**Records shown**

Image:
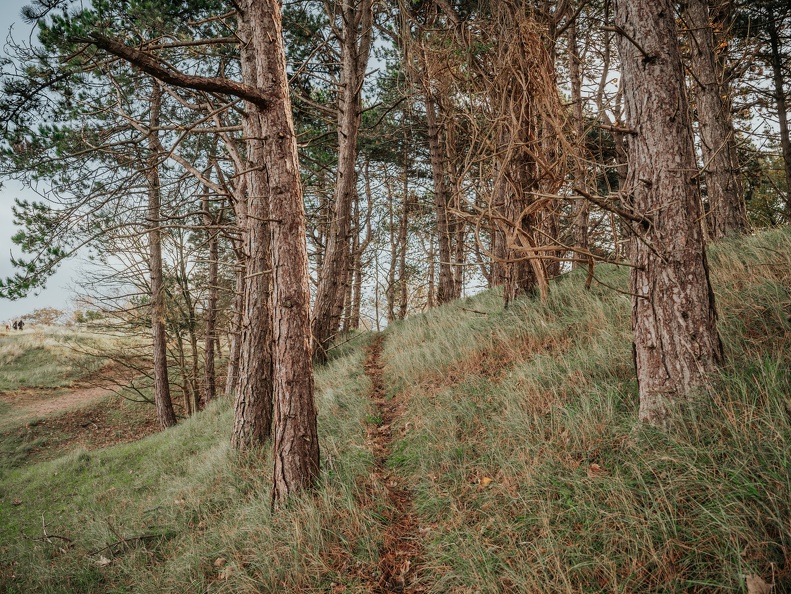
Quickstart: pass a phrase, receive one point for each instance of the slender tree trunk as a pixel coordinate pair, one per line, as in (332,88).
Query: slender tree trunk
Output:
(676,343)
(189,403)
(209,380)
(403,238)
(446,289)
(431,291)
(393,260)
(581,213)
(235,342)
(253,404)
(782,107)
(727,210)
(164,405)
(191,374)
(355,46)
(296,444)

**Set problem**
Rewrite the lines above with "slender" swapped for "thin" and everything else unchanged. Leave the pictures out.

**Response to this exercise**
Image:
Quickstart: pass a phrase, receive one point for each instance of the thin tree trunk as a pixel coordinate pair, one per line, as in (332,88).
Query: thin tree trunk
Output:
(676,343)
(189,403)
(209,380)
(403,238)
(446,289)
(431,291)
(393,260)
(581,213)
(235,342)
(253,404)
(782,107)
(727,210)
(164,405)
(191,374)
(355,46)
(296,444)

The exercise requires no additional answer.